The exercise: Repeat the material exactly as it appears.

Data shown:
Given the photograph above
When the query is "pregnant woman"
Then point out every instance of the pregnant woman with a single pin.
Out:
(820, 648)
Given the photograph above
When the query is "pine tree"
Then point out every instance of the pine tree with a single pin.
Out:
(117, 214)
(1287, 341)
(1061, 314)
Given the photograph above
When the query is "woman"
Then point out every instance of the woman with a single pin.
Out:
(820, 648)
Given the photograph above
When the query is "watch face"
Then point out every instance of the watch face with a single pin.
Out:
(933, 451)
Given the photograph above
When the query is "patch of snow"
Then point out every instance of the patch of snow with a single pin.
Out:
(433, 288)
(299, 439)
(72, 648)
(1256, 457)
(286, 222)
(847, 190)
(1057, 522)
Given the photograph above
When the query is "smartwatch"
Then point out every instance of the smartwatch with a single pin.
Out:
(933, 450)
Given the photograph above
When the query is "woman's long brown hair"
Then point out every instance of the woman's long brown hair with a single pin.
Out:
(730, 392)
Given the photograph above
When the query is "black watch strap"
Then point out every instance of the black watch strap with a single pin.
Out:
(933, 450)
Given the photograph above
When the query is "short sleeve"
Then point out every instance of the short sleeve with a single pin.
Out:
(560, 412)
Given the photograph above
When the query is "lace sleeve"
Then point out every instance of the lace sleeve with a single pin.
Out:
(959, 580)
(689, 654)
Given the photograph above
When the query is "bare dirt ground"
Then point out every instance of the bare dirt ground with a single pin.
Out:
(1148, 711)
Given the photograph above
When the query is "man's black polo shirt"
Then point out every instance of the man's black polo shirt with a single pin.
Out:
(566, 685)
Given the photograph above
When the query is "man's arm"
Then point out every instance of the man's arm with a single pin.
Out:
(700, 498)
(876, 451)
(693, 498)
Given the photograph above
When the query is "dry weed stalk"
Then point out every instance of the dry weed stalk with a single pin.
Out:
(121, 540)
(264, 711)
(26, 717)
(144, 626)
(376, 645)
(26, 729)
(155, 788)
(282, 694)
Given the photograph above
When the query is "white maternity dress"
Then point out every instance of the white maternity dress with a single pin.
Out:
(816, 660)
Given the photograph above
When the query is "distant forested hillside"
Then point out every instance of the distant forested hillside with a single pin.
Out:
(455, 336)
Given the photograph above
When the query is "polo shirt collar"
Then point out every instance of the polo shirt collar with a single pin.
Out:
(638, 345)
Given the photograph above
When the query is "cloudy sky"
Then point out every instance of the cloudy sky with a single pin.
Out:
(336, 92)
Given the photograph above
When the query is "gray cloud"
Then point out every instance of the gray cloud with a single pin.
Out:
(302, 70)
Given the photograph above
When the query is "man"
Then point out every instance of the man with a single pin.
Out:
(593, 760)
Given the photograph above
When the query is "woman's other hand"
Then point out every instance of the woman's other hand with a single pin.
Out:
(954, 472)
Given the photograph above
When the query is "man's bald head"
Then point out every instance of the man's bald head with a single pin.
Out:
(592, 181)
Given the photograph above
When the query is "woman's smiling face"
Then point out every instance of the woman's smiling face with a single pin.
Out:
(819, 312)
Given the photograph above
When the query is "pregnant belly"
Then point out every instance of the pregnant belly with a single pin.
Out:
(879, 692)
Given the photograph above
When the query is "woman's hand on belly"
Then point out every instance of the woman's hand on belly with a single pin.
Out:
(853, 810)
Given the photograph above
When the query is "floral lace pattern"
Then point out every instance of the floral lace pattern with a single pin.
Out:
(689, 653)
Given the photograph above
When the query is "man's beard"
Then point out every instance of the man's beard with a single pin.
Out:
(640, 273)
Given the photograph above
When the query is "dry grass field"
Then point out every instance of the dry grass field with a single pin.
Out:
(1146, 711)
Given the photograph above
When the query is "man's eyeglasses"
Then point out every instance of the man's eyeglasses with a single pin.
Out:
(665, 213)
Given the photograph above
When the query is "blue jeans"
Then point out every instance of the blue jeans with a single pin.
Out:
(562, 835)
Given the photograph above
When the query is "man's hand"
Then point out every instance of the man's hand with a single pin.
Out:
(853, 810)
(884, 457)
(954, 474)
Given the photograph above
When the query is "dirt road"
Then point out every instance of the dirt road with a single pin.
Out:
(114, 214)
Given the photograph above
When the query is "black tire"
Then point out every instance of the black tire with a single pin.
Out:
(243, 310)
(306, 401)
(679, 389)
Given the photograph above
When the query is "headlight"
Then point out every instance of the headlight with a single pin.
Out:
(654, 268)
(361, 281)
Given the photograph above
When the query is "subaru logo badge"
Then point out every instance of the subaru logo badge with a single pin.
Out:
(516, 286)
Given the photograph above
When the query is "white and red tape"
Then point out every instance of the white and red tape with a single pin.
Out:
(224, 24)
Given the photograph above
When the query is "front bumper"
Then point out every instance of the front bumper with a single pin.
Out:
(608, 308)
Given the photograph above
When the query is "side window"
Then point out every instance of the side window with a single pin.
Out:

Solution for this exercise:
Given the photograph above
When the query is "pregnant woman"
Then point out every instance of the pregnant woman with a single pin.
Out:
(820, 648)
Given the photograph above
When the query is "pine tree"
Then point out every instance of the pine tree with a single pin.
Out:
(117, 214)
(1287, 341)
(1061, 314)
Given the photograph above
When the query is "woman"
Then point out every instance of the woman with a single pin.
Out:
(820, 648)
Given the photograph above
When the query is "watch face"
Then point out every instance of the watch face with a single pin.
Out:
(933, 451)
Given the photograph above
When the query is "patch of snow"
Then point out every instance of the patch of snow with a single pin.
Out:
(433, 288)
(299, 439)
(72, 648)
(1256, 457)
(286, 222)
(847, 190)
(1057, 522)
Given the photograph above
When the query is "smartwatch"
Then point out every instance of the smartwatch with a single pin.
Out:
(933, 450)
Given the photograph above
When the query is "woman's long brown hair"
Then point out every instance of the woman's long brown hair with a single pin.
Out:
(730, 392)
Given the photograph above
When the query is "black watch strap"
Then point out every instance of the black watch strap with a single pin.
Out:
(933, 450)
Given the photograph above
When the query is "short sleeve"
Then point out every instance of the short sleeve with a single pin.
Out:
(560, 412)
Given the photograph above
When the query is "lace sleeve"
Then point out every instance of the lace sleeve with a single pin.
Out:
(959, 580)
(689, 654)
Given the photograph above
When the query is "bare dirt ground"
Then point out every instance of the bare dirt ground with a single pin.
Out:
(1148, 711)
Given the photograph above
When the query is "man's black polo shirt"
Then point out every instance of the man's black polo shirt with a single pin.
Out:
(566, 685)
Given the photograph above
When the query is "man's arm"
Then point out every instance of the man's arm with a single pin.
Out:
(700, 498)
(876, 451)
(693, 498)
Given the photograph above
When the query is "dry weed stalk"
Then point out every instance of the dry weed stalk with a single pin.
Out:
(121, 540)
(264, 711)
(26, 717)
(144, 626)
(376, 645)
(26, 729)
(155, 788)
(282, 694)
Given the photograph above
When the query is "white maternity dress"
Then point out every instance of the white maternity dress with a single pin.
Out:
(816, 660)
Given the photograph above
When the query is "distant forested hillside"
Then point out every instance of the distant forested hillside with a single pin.
Out:
(455, 336)
Given the photograph above
When the query is "polo shirt collar"
Then point out every instance of the polo shirt collar with a single pin.
Out:
(638, 345)
Given the photograph above
When the query is "cloudy sky"
Then point out every instance of the cloudy sky with a single pin.
Out:
(336, 92)
Given the photograph above
When the query is "gray cloud"
Then point out every instance of the gray cloud with a single pin.
Out:
(302, 70)
Given the photograph above
When the query is "man"
Then point out every instance of the man with a single pin.
Out:
(593, 760)
Given the photograph above
When the query is "woman's other hand"
Then point out every instance of the woman's other hand with a single pin.
Out:
(954, 472)
Given the photograph above
When the query is "man's bald head"
Then point out every instance of the man's bald head with a single pin.
Out:
(592, 181)
Given the photograph above
When the query is "woman's smiling face"
Then point out every instance of the woman's smiling face with a single pin.
Out:
(819, 312)
Given the photograph above
When the query is "pregnant belly"
Then point out every instance of the pregnant belly with a single pin.
Out:
(879, 692)
Given the photograph above
When the query is "woman's hand on belly"
Then point out every instance of the woman's hand on belly with a single pin.
Out:
(853, 810)
Given the photograph above
When the query is "floral lace pattern"
Then point out every instance of the floral lace pattern with a single pin.
Out:
(689, 653)
Given the photograph above
When the query is "man's beard"
Then point out every instance of the man's beard with a single pin.
Out:
(640, 273)
Given the photograph above
When the query is "dry grass field"
Then point out every instance of the dry grass field with a single pin.
Out:
(1146, 711)
Given the photograph above
When the query is "man's eyeglasses"
Then point out every instance of the man's eyeglasses with a single pin.
Out:
(665, 213)
Given the photograph above
When the query is "blue jeans"
Then point out every instance of the blue jeans with a single pin.
Out:
(562, 835)
Given the photograph above
When the query is "man's hand"
Then point out every instance of the man's hand with a single pin.
Out:
(853, 810)
(884, 457)
(954, 474)
Given the photograph above
When the query is "dirt road"
Then point out every instance of the dirt road with a single pin.
Out:
(114, 214)
Given the photograph above
When the query is "black tire"
Then point out every instance of the black tire with a single pin.
Out:
(243, 310)
(306, 401)
(679, 389)
Given the photograph above
When the query is "headlight"
Then point out every instance of the headlight with a single pin.
Out:
(654, 268)
(361, 281)
Given the photograph above
When the query is "subaru logo badge"
Then point out every instance of the subaru logo badge with a single pin.
Out:
(516, 286)
Given the photograph above
When the query is "white and red tape"
Then point out every instance of the white and red tape with a single pin.
Out:
(224, 24)
Given the photograph above
When the query is "front bumper"
Then point out every instance of the front bumper with a single pin.
Out:
(608, 308)
Given the photograph above
When the query is "side window"
Then point out every instance of the side window with a single pin.
Out:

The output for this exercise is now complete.